**What is needed**
Retype each entry below exactly as it stands.

**Supplied records**
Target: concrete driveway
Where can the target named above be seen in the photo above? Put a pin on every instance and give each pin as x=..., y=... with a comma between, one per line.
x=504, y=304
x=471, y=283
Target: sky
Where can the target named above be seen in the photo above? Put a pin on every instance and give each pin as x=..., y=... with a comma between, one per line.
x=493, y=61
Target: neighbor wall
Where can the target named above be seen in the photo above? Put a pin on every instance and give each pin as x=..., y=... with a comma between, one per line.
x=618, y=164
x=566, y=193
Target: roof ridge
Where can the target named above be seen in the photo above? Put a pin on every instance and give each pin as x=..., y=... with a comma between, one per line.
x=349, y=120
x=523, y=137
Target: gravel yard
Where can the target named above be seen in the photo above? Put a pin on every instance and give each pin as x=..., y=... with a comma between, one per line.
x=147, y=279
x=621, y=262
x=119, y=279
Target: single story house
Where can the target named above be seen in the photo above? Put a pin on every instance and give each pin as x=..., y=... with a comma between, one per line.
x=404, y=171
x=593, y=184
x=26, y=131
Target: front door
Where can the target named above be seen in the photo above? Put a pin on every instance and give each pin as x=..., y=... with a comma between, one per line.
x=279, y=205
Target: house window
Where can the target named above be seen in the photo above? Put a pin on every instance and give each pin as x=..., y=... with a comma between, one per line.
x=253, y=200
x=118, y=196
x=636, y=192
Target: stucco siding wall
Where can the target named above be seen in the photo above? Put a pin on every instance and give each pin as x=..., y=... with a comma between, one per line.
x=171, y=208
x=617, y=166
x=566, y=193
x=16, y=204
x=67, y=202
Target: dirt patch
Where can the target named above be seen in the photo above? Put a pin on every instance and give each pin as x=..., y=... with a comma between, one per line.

**Answer for the task**
Target: concrete driveway
Where can the target named above be seen in the photo above? Put a pin on every instance and give each pin as x=..., y=... with a comma between, one per line.
x=504, y=304
x=471, y=283
Target: sky
Where can the target named above be seen in the photo above? Put a pin on every instance and give each pin as x=..., y=... with a comma between, one per line.
x=493, y=61
Target: neighbor wall
Where can the target named above be seen in the photo above? Put a pin on every instance and give each pin as x=..., y=... with a comma between, one per line.
x=618, y=164
x=566, y=193
Target: roof ridge
Where can the target named above be seen in the photo above? Put a pin on every instance and give each pin as x=..., y=... with a comma between, one per line.
x=349, y=120
x=523, y=137
Target: gravel yard
Where can the target named above be seen in the photo above? Put a pin on every instance and give each pin as x=..., y=... with a comma between, one per line.
x=147, y=279
x=621, y=262
x=119, y=279
Target: single story house
Where can the target named above be seen in the photo above? Put a pin on every instance and give each pin as x=..., y=... with a comma between, one per line.
x=404, y=171
x=593, y=184
x=26, y=131
Target: front door
Where can the target named above be seen in the photo above? Put a pin on every instance and give each pin as x=..., y=... with a comma between, one per line.
x=279, y=205
Target: house window
Where can the target named above be seen in the photo above? Put a pin on every instance and give each pin as x=..., y=... with a comma between, one per line.
x=253, y=200
x=118, y=196
x=636, y=192
Target: stucco siding wall
Where can the target named above be seen in the photo above? Put a pin on every instance and give each pin as x=..., y=... with a comma between, one per line.
x=171, y=208
x=617, y=166
x=566, y=193
x=16, y=204
x=67, y=202
Target: dirt patch
Where can the target named above be seen in the photo above? Put a pin on every instance and give each pin as x=..., y=... with a comma between, one per line.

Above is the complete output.